> _WHAT YOU WILL DO_
Return every line of the material below unchanged, character for character.

> _MATERIAL PROVIDED_
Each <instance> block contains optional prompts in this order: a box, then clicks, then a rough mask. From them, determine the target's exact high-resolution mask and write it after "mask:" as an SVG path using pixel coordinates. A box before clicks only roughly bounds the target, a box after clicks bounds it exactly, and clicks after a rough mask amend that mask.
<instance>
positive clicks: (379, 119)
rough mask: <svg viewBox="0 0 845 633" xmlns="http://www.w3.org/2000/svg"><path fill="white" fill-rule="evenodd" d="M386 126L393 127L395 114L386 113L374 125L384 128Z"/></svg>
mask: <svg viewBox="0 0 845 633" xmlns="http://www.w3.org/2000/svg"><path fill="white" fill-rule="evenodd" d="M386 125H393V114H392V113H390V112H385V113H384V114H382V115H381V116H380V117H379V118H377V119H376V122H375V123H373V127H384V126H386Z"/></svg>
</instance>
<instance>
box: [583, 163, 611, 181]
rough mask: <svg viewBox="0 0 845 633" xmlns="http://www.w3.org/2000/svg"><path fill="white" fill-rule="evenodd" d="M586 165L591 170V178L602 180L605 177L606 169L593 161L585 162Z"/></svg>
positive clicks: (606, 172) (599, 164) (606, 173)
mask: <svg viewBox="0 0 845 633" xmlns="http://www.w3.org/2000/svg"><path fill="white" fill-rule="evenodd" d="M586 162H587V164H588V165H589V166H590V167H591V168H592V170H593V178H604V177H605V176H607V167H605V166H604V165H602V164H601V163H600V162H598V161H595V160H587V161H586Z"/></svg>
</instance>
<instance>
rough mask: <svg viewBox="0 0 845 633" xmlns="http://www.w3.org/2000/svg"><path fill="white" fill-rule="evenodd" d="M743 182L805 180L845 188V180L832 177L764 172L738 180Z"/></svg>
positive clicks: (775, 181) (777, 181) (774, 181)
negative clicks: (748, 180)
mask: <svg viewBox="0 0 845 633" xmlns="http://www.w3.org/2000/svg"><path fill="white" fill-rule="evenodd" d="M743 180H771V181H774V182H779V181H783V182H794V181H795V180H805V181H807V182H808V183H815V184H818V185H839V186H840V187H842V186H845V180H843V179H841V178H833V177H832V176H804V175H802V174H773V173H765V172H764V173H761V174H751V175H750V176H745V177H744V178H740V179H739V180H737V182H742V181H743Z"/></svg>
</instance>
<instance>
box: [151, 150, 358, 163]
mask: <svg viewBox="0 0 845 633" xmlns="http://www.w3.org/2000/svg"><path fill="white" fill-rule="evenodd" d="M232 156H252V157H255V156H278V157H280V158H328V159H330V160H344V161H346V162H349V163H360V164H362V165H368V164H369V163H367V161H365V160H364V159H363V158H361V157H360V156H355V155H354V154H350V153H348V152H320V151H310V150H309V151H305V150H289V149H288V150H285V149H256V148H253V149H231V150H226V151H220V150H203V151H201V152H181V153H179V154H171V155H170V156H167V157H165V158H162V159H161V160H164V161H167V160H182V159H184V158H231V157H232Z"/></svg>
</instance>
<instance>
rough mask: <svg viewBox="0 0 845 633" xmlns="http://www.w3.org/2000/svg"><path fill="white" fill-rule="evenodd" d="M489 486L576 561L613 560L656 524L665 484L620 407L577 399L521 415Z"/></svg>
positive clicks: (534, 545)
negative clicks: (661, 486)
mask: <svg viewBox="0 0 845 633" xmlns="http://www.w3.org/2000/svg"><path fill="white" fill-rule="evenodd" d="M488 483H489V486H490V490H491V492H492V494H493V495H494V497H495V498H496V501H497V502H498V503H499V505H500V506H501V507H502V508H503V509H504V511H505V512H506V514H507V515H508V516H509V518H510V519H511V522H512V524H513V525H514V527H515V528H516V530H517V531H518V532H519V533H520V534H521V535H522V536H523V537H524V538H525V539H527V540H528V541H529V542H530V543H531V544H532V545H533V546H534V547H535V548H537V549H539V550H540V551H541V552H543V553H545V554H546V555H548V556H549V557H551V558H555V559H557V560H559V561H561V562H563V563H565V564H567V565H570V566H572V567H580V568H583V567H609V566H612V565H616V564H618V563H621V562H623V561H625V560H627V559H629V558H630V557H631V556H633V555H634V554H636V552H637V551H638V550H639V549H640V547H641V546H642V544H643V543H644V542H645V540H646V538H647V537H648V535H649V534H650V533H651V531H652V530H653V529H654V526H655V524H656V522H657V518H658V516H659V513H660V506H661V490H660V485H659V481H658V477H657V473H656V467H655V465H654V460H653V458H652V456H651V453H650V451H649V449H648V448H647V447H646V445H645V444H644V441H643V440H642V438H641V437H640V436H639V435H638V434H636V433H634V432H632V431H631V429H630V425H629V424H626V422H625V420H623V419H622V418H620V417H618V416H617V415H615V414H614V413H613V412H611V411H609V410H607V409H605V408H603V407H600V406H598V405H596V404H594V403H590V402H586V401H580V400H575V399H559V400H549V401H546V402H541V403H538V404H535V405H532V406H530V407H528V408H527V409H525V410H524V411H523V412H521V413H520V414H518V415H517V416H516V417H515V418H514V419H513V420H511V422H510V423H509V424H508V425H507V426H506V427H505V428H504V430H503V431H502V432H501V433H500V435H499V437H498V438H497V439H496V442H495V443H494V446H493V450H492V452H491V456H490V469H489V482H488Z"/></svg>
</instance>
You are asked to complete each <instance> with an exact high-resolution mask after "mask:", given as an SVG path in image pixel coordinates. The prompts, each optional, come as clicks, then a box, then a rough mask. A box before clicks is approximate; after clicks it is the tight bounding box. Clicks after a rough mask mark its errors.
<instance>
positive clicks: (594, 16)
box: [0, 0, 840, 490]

> _RESPONSE AREA_
Each <instance> block contains optional prompts in this order: a box, then clicks, then a rough mask. From them, determine the target's exact high-resolution mask and write it after "mask:" as an SVG path using pixel coordinates. A box before clicks only roughly bounds the target, a box after clicks bounds it exactly, and clicks after a rough mask amend that mask.
<instance>
positive clicks: (379, 119)
rough mask: <svg viewBox="0 0 845 633" xmlns="http://www.w3.org/2000/svg"><path fill="white" fill-rule="evenodd" d="M386 126L393 127L395 114L386 113L374 125L384 128Z"/></svg>
mask: <svg viewBox="0 0 845 633" xmlns="http://www.w3.org/2000/svg"><path fill="white" fill-rule="evenodd" d="M386 125H393V114H392V113H390V112H385V113H384V114H382V115H381V116H380V117H379V118H377V119H376V122H375V123H373V127H384V126H386Z"/></svg>
</instance>
<instance>
box: [583, 163, 611, 181]
rough mask: <svg viewBox="0 0 845 633" xmlns="http://www.w3.org/2000/svg"><path fill="white" fill-rule="evenodd" d="M586 165L591 170V178L602 180L605 177L606 169L593 161L585 162Z"/></svg>
positive clicks: (606, 172) (599, 164) (606, 173)
mask: <svg viewBox="0 0 845 633" xmlns="http://www.w3.org/2000/svg"><path fill="white" fill-rule="evenodd" d="M586 162H587V164H588V165H589V166H590V167H591V168H592V170H593V178H604V177H605V176H607V167H605V166H604V165H602V164H601V163H600V162H598V161H595V160H587V161H586Z"/></svg>
</instance>
<instance>
rough mask: <svg viewBox="0 0 845 633" xmlns="http://www.w3.org/2000/svg"><path fill="white" fill-rule="evenodd" d="M743 182L805 180L845 188V180L832 177L764 172L738 180Z"/></svg>
positive clicks: (775, 181) (777, 181) (774, 181)
negative clicks: (748, 180)
mask: <svg viewBox="0 0 845 633" xmlns="http://www.w3.org/2000/svg"><path fill="white" fill-rule="evenodd" d="M743 180H771V181H774V182H779V181H783V182H794V181H795V180H805V181H807V182H808V183H815V184H818V185H839V186H840V187H842V186H845V180H843V179H841V178H833V177H832V176H804V175H802V174H773V173H765V172H764V173H761V174H751V175H750V176H745V177H744V178H740V179H739V180H737V182H742V181H743Z"/></svg>
</instance>
<instance>
box: [151, 150, 358, 163]
mask: <svg viewBox="0 0 845 633" xmlns="http://www.w3.org/2000/svg"><path fill="white" fill-rule="evenodd" d="M232 156H252V157H255V156H278V157H280V158H328V159H330V160H344V161H346V162H349V163H360V164H362V165H368V164H369V163H367V161H365V160H364V159H363V158H361V157H360V156H355V155H354V154H350V153H348V152H320V151H310V150H309V151H305V150H289V149H288V150H285V149H256V148H253V149H231V150H226V151H220V150H203V151H201V152H181V153H179V154H171V155H170V156H167V157H165V158H162V159H161V160H164V161H167V160H182V159H184V158H231V157H232Z"/></svg>
</instance>
<instance>
rough mask: <svg viewBox="0 0 845 633" xmlns="http://www.w3.org/2000/svg"><path fill="white" fill-rule="evenodd" d="M489 486L576 561L613 560L656 524L665 484L620 407L577 399L521 415Z"/></svg>
positive clicks: (534, 545)
negative clicks: (661, 486)
mask: <svg viewBox="0 0 845 633" xmlns="http://www.w3.org/2000/svg"><path fill="white" fill-rule="evenodd" d="M488 483H489V486H490V490H491V492H492V494H493V495H494V497H495V498H496V501H497V502H498V503H499V505H500V506H501V507H502V508H503V509H504V511H505V512H506V514H507V515H508V516H509V518H510V519H511V522H512V524H513V525H514V527H515V528H516V530H517V531H518V532H519V533H520V534H521V535H522V536H523V537H524V538H525V539H527V540H528V541H529V542H530V543H531V544H532V545H533V546H534V547H535V548H537V549H539V550H540V551H541V552H543V553H545V554H546V555H548V556H549V557H551V558H555V559H557V560H559V561H561V562H563V563H565V564H567V565H570V566H572V567H580V568H583V567H609V566H612V565H616V564H618V563H621V562H623V561H625V560H627V559H629V558H630V557H631V556H633V555H634V554H636V552H637V551H638V550H639V549H640V547H641V546H642V544H643V543H644V542H645V540H646V538H647V537H648V535H649V534H650V533H651V531H652V530H653V529H654V526H655V524H656V522H657V518H658V516H659V513H660V506H661V490H660V485H659V481H658V477H657V473H656V467H655V465H654V460H653V458H652V456H651V453H650V451H649V449H648V448H647V447H646V445H645V444H644V441H643V440H642V438H641V437H640V436H639V435H638V434H636V433H634V432H632V431H631V429H630V425H629V424H626V422H625V420H623V419H622V418H620V417H618V416H617V415H615V414H614V413H613V412H611V411H609V410H607V409H605V408H603V407H600V406H598V405H596V404H594V403H590V402H586V401H580V400H575V399H559V400H549V401H546V402H541V403H538V404H535V405H532V406H530V407H528V408H527V409H525V410H524V411H523V412H521V413H520V414H518V415H517V416H516V417H515V418H514V419H513V420H511V422H510V423H509V424H508V425H507V426H506V427H505V428H504V430H503V431H502V432H501V433H500V435H499V437H498V438H497V439H496V442H495V443H494V446H493V450H492V452H491V456H490V469H489V482H488Z"/></svg>
</instance>
You are asked to complete each <instance> with an exact high-resolution mask after "mask:", given as an SVG path in image pixel coordinates. The prompts, each optional, come as clicks, then a box, then a rough mask. A box before clicks is approximate; after clicks it is the tight bounding box. Clicks after a rough mask mark its errors.
<instance>
positive clicks: (594, 16)
box: [0, 0, 840, 490]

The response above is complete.